# [QUOTED PASSAGE]
● ● ●

About Sr. Nun Other

May 16, 2012, completed my 30th year as a Sister. It was both a milestone and just another day in an interesting journey. Some of those thirty years included singing with Gloriae Dei Cantores, marching in Spirit of America band, and serving on our Sisters Council. As a monastic, I live surrounded by beauty and within a frame work of opportunity and possibility. I'm sixty-four (much to my surprise) and extremely grateful for my life as a sister - past, present, and future.

Saints Cyril and Methodius Day – February 14th

Ss Cyril & Methodius, University of Skopje

Celebrated by the Eastern Orthodox Church on May 11th, the Catholic and Anglican churches chose a February feast day for the two brothers, Cyril and Methodius. Born in Thessalonica, Greece, both men spent the majority of their missionary years in Eastern Europe and were instrumental in the translation of the Gospels into Slavic languages.

Cyril (825-869) was primarily a philosopher and later an ordained priest. Methodius (826-884) served five years as governor of a Slavic region in the Greek empire and eventually became a monk. In 861, both men traveled as missionaries to Russia.

● ● ●

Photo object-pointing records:
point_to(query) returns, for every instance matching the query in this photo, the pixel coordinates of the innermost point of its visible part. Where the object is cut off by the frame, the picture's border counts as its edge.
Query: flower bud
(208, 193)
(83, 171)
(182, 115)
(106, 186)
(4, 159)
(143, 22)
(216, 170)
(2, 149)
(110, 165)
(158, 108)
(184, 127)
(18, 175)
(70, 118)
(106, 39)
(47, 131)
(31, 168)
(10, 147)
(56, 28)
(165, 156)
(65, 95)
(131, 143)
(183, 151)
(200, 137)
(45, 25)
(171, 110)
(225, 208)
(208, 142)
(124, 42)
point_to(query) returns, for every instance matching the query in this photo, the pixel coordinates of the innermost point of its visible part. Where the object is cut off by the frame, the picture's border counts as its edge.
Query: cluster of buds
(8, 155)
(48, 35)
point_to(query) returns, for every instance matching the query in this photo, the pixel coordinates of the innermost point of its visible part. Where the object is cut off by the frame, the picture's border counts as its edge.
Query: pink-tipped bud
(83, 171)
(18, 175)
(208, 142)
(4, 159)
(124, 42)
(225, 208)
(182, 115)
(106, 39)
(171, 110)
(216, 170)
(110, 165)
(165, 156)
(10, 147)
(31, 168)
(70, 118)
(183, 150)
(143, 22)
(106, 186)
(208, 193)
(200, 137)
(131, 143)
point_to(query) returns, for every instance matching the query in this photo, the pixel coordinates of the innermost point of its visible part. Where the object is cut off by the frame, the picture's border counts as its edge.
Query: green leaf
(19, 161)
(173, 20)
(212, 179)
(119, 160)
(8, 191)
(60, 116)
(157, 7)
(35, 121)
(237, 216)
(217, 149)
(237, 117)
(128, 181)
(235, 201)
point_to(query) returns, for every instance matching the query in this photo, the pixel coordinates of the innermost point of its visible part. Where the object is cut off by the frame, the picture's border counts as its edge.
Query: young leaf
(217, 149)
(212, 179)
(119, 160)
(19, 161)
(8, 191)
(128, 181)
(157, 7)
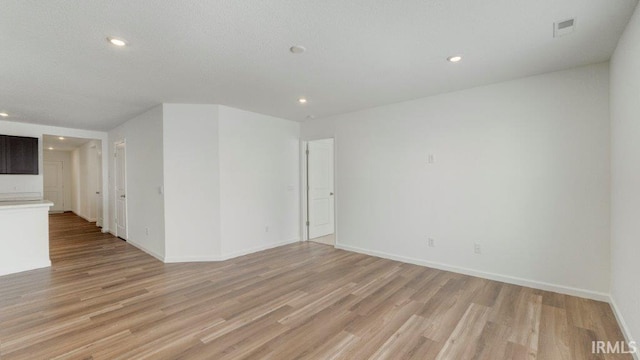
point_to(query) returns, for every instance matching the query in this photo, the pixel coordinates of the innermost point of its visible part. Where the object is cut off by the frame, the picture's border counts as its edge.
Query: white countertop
(6, 205)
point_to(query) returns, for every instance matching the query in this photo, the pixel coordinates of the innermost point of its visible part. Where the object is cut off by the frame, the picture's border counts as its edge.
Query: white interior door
(53, 185)
(98, 202)
(320, 188)
(121, 191)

● ● ●

# [PROBLEMS TO SOLVE]
1. Which lines of the entries contain the string "white" with the same case? Pull out each of those lines and copy it.
2. What comes next in the Saints Cyril and Methodius passage? Write the next part, picking up after its last sentence.
The Saints Cyril and Methodius passage and the entries come from unrelated sources.

# [TASK-BY-TASK RESULTS]
1.
Query: white countertop
Query: white interior door

2.
Cyril developed the Cyrillic alphabet, which enabled the Slavic translation of the Psalms and the New Testament and gave the brothers’ the ability to preach and celebrate Mass. They wrote a Slavic Civil Code as well to improve the lives of the common people. The Cyrillic alphabet is still used in modern Russia and other Slavic nations. For their dedication and work, Cyril and Methodius earned respect and the title “Apostles to the Slavs.”

Both men suffered for their faith and came under the scrutiny of the church hierarchy with much of the controversy instigated by German clergy. A contributing factor was that Saints Cyril and Methodius served the people as one of them. Called to Rome and forced to defend their actions, the papacy declared emphatically for the two brothers and not only exonerated them but sought their consecration as bishops.

Cyril died before his consecration and Methodius, though consecrated, was deposed by a German synod and imprisoned for two years. They lived, as Christian Saints often do, misunderstood for their zeal and venerated after death for that very same unquenchable love for God.

Star Struck

A sleepless night. Thoughts invade, sore muscles rebel, and I’m cold. Time to relocate. I quietly grab pillow and blankets and head downstairs to the couch, hoping a change of venue will help.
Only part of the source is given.